Source records:
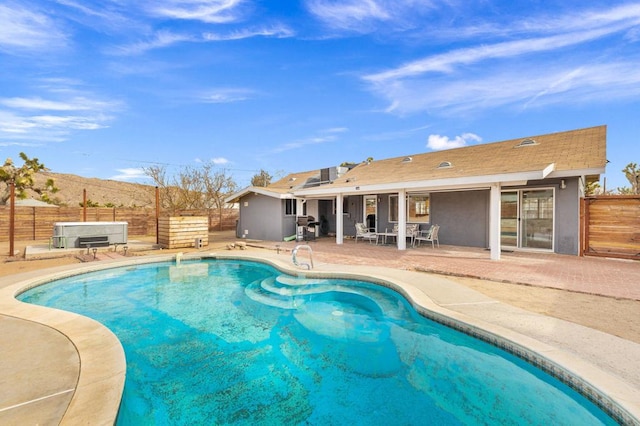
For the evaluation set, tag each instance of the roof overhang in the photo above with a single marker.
(457, 183)
(234, 198)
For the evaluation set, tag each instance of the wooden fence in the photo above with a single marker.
(36, 223)
(610, 226)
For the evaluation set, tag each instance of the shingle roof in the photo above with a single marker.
(295, 181)
(577, 150)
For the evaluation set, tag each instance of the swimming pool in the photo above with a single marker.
(219, 341)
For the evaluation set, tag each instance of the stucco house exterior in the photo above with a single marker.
(520, 194)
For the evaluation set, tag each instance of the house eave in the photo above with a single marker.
(235, 198)
(458, 183)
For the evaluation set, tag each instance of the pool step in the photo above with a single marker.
(285, 291)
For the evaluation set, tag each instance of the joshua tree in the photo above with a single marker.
(24, 179)
(263, 178)
(632, 172)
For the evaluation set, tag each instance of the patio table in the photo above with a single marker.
(384, 235)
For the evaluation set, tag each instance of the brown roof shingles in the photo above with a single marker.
(581, 149)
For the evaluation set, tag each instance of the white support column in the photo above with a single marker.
(339, 220)
(494, 222)
(402, 220)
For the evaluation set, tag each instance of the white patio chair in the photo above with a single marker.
(429, 235)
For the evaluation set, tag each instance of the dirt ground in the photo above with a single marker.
(618, 317)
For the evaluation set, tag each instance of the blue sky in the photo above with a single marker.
(103, 89)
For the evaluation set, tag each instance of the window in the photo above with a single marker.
(345, 206)
(393, 208)
(417, 208)
(290, 207)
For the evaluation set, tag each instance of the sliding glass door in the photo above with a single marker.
(527, 219)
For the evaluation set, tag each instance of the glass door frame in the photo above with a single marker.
(521, 221)
(365, 204)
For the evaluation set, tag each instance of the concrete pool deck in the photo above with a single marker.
(57, 366)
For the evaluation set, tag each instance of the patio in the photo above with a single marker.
(600, 276)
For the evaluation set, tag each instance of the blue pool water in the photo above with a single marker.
(237, 342)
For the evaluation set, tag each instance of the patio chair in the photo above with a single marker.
(363, 233)
(429, 235)
(412, 232)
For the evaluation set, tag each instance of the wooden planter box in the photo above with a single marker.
(183, 232)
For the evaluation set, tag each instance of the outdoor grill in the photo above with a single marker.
(306, 228)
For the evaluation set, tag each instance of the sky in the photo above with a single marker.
(108, 88)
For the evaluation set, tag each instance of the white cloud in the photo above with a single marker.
(225, 95)
(208, 11)
(159, 40)
(301, 143)
(365, 16)
(337, 130)
(54, 115)
(528, 72)
(278, 31)
(438, 142)
(129, 174)
(22, 29)
(37, 103)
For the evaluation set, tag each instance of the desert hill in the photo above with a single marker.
(99, 191)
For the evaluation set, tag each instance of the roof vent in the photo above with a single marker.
(527, 142)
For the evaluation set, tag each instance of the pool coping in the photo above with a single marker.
(102, 365)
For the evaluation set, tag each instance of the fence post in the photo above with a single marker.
(12, 217)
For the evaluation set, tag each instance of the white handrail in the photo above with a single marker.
(294, 256)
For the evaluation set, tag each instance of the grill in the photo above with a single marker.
(306, 228)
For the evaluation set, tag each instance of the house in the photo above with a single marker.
(521, 194)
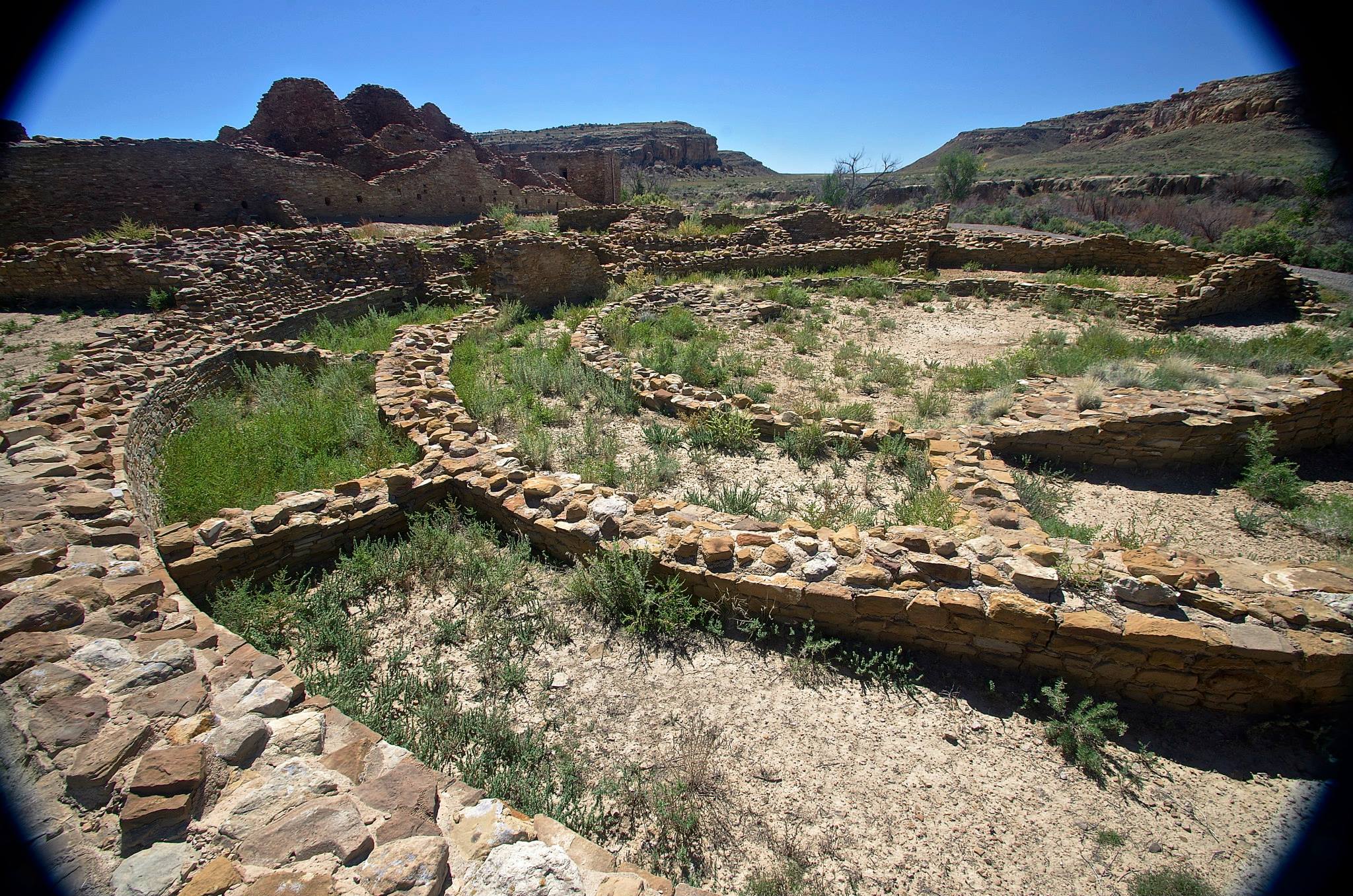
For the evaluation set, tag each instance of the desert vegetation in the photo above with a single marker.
(280, 429)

GIVEN INSTRUCTION: Recast the material above as a JSON list of strings, with one string for each line and no entries for blank lines. Leave the pictures out.

FULL SOLUTION:
[
  "For the evaluation set, tag each instance of the roof overhang in the photo above with a single marker.",
  "(457, 183)",
  "(234, 198)",
  "For the evaluation set, tag each instance of the wooden fence in the photo above with a single marker.",
  "(36, 223)",
  "(610, 226)",
  "For the evaluation set, tag each instance of the shingle roof in the photo above with a single marker.",
  "(295, 181)",
  "(577, 150)",
  "For the evaluation set, tag each instance of the swimming pool in the photo above with a single marker.",
  "(219, 341)",
  "For the evaluation set, tag each instance of the stucco house exterior in the photo above with a single marker.",
  "(520, 194)",
  "For the evaluation set, tag each instance of the house eave in the photo above with a single marker.",
  "(235, 198)",
  "(458, 183)",
  "For the evaluation set, tag each instance of the pool step in the photo above with a single marker.",
  "(285, 291)",
  "For the evaluation set, tag each instance of the joshua tree in the photo above with a single marker.",
  "(24, 179)",
  "(263, 178)",
  "(632, 172)",
  "For the evaluation set, tag each instance of the patio table in the photo above with a single marker.",
  "(384, 235)",
  "For the evaluation set, tag each instance of the brown roof shingles in the photo above with a single marker.",
  "(581, 149)",
  "For the evaluation set, tag each instance of the white support column in the photo above with a single marker.",
  "(339, 220)",
  "(494, 222)",
  "(402, 220)",
  "For the evaluation set, tag each instance of the white patio chair in the photo above with a single marker.",
  "(429, 235)",
  "For the evaluation set, tag each instance of the dirt ground in the photo above with a single marker.",
  "(618, 317)",
  "For the evaluation set, tag each instance of the blue sky in the photo above with a single marker.",
  "(103, 89)",
  "For the evaluation set, tag each instance of the window in the photo above with a single marker.",
  "(345, 206)",
  "(393, 208)",
  "(417, 208)",
  "(290, 207)",
  "For the evaluation set, tag each instance of the sliding glass door in the photo above with a single marker.",
  "(527, 219)",
  "For the evaluation set, tag each instance of the glass door frame in the photo above with a single marker.",
  "(521, 221)",
  "(365, 204)",
  "For the evaluation set, tag each instance of the concrete pool deck in the photo above with a single marker.",
  "(57, 366)",
  "For the evaluation set, tag each instance of the patio in the photo above with a single marker.",
  "(600, 276)",
  "For the evaluation set, tag each instance of the blue pool water in the photo above with a single marker.",
  "(237, 342)",
  "For the evaluation set, tag each instance of the patio chair in the photo above with a single marker.",
  "(363, 233)",
  "(429, 235)",
  "(412, 232)",
  "For the evaluation set, tag each instance of the wooden planter box in the photo above with a single marker.",
  "(183, 232)",
  "For the evaluation set, tag each instance of the outdoor grill in the photo above with a single marker.",
  "(306, 228)",
  "For the evaluation set, tag each instance of the sky in the photo above with a single marker.",
  "(108, 88)",
  "For the evaluation set, tag each instance of the white cloud in the photo above with a single marker.",
  "(225, 95)",
  "(208, 11)",
  "(159, 40)",
  "(301, 143)",
  "(365, 16)",
  "(337, 130)",
  "(54, 115)",
  "(528, 72)",
  "(278, 31)",
  "(438, 142)",
  "(129, 174)",
  "(22, 29)",
  "(37, 103)",
  "For the evaluation set, tag each instance of the desert hill in the photo above with a single marker.",
  "(99, 191)",
  "For the evaluation set, tag each instance of the roof vent in the photo above with a single marker.",
  "(527, 142)",
  "For the evaluation set, tag each instance of the pool coping in the photo above with a single marker.",
  "(102, 365)",
  "For the evaluation set, tag each instance of the fence post in the photo above with a single marker.",
  "(12, 217)",
  "For the evaluation set, tag each instance of the white handrail in the photo above with a single marker.",
  "(294, 256)",
  "For the evaluation set, tag each instance of the grill in the photo above with a single marker.",
  "(306, 228)",
  "For the evaluation set, tag each instance of the house in the photo above with a single marker.",
  "(521, 194)",
  "For the evaluation set, tag each instance of the desert vegetation in the photo above with a single marker.",
  "(280, 429)"
]